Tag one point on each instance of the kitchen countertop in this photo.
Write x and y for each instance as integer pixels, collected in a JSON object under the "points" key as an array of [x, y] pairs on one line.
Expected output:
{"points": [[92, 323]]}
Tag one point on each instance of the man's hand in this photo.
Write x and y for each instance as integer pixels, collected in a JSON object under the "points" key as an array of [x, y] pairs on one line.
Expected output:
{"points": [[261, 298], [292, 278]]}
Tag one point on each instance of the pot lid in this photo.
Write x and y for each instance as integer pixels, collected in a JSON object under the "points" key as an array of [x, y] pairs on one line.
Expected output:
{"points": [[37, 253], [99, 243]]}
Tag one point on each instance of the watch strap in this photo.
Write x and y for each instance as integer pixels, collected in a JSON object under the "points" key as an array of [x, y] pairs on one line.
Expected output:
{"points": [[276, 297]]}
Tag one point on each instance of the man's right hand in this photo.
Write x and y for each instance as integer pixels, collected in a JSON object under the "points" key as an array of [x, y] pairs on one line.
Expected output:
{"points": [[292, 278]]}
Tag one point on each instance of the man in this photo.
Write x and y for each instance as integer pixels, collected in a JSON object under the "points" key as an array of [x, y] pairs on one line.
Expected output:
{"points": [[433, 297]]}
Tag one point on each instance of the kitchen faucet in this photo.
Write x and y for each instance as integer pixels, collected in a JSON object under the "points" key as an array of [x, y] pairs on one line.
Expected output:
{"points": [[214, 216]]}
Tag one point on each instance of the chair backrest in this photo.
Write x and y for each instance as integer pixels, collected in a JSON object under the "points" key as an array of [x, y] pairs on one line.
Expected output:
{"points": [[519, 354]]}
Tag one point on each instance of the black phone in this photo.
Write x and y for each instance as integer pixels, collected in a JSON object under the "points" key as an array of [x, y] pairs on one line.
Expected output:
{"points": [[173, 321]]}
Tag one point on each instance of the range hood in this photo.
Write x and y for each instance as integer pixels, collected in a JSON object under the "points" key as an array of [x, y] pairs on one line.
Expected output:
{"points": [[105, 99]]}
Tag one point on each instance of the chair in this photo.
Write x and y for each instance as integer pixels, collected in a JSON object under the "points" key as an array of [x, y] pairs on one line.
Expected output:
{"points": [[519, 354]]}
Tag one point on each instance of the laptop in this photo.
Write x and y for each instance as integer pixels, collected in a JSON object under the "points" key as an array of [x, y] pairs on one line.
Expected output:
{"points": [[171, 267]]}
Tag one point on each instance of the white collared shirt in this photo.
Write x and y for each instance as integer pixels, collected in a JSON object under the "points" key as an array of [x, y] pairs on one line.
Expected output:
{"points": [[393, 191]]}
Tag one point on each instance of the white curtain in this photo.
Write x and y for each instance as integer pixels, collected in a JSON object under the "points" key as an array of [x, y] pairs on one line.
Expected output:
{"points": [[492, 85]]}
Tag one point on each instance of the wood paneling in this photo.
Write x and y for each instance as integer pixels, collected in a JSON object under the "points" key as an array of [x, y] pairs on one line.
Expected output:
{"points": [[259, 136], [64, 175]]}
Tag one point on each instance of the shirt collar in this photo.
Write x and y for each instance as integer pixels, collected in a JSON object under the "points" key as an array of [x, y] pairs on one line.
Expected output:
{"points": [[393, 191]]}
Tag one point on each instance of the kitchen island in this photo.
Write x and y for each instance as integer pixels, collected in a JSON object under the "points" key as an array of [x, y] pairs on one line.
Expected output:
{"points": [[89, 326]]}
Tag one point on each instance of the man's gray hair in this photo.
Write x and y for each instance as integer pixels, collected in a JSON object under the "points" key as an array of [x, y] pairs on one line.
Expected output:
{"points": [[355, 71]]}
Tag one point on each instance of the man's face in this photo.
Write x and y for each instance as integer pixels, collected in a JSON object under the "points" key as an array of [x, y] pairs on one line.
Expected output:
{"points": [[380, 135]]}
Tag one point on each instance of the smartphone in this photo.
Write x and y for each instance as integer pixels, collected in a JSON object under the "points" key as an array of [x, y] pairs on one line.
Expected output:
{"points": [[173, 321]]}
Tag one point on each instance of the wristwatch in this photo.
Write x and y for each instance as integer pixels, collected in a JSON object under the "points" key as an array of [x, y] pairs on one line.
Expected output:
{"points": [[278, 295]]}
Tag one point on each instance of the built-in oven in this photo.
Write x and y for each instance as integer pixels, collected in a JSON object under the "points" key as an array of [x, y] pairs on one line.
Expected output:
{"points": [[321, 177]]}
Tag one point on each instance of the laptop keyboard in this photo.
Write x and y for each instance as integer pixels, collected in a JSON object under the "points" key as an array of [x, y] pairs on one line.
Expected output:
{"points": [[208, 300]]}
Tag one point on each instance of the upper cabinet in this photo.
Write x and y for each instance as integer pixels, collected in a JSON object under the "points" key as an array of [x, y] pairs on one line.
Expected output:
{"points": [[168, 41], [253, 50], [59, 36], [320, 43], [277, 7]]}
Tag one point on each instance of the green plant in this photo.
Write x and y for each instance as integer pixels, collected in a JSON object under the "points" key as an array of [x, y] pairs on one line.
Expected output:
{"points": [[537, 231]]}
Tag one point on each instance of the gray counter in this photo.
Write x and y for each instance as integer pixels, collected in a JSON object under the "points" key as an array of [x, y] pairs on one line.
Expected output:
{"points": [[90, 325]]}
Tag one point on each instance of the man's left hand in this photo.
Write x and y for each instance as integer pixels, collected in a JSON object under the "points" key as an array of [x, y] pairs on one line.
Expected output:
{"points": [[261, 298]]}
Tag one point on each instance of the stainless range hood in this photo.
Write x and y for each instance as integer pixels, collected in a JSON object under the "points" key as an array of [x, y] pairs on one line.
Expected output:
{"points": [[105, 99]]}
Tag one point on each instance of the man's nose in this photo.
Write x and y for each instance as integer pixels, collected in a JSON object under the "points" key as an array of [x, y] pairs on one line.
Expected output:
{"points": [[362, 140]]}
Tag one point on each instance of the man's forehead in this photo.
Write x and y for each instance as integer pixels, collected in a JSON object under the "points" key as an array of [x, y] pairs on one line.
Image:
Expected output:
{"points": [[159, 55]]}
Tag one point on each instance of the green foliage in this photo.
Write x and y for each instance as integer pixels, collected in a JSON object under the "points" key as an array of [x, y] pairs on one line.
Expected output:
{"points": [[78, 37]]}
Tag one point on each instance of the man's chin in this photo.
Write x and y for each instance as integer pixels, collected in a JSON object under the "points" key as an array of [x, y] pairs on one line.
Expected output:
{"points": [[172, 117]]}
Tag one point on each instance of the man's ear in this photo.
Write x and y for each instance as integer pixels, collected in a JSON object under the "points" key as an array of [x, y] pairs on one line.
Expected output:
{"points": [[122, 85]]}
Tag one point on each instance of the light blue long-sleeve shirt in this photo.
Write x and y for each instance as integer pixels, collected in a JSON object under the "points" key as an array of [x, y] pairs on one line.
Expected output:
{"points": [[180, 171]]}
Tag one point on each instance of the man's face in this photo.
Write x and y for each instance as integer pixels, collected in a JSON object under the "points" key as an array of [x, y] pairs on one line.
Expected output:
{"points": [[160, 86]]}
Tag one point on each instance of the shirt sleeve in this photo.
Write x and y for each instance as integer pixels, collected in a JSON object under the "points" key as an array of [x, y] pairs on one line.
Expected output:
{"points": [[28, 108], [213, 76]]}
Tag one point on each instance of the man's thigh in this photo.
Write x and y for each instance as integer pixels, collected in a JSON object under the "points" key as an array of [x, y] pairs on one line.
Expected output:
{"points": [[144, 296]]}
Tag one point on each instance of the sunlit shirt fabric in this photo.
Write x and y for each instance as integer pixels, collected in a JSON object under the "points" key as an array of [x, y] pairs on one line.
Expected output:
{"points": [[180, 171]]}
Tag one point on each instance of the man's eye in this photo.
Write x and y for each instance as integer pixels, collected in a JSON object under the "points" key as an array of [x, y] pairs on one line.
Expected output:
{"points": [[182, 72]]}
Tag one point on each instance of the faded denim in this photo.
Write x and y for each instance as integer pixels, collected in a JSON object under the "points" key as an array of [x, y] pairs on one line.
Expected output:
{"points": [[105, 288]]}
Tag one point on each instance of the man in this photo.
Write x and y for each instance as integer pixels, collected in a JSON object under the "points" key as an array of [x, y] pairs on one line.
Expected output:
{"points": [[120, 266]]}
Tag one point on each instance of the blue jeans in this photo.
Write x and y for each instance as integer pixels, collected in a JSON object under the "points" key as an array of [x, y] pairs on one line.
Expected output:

★ ★ ★

PROMPT: In the listing above, find the line containing "Tag one point on each instance of the faded" and please quote exactly that line through the last one, and no other lines.

ANSWER TO THIS EXERCISE:
Tag one point on each instance of the faded denim in this photo.
Write x and y for each instance as integer pixels, collected in a JSON object under the "points" key as an array of [x, y] pairs on one line.
Expected output:
{"points": [[105, 288]]}
Tag one point on each instance of the man in this photo.
Write x and y for each instance as integer pixels, collected in a JSON object under the "points" key as an array of [x, y] pairs on one line.
Expected output:
{"points": [[120, 266]]}
Tag one point on each instance of the blue jeans in this photo.
Write x and y for each instance as integer pixels, collected in a JSON object under the "points" key as an array of [x, y] pairs on one line.
Expected output:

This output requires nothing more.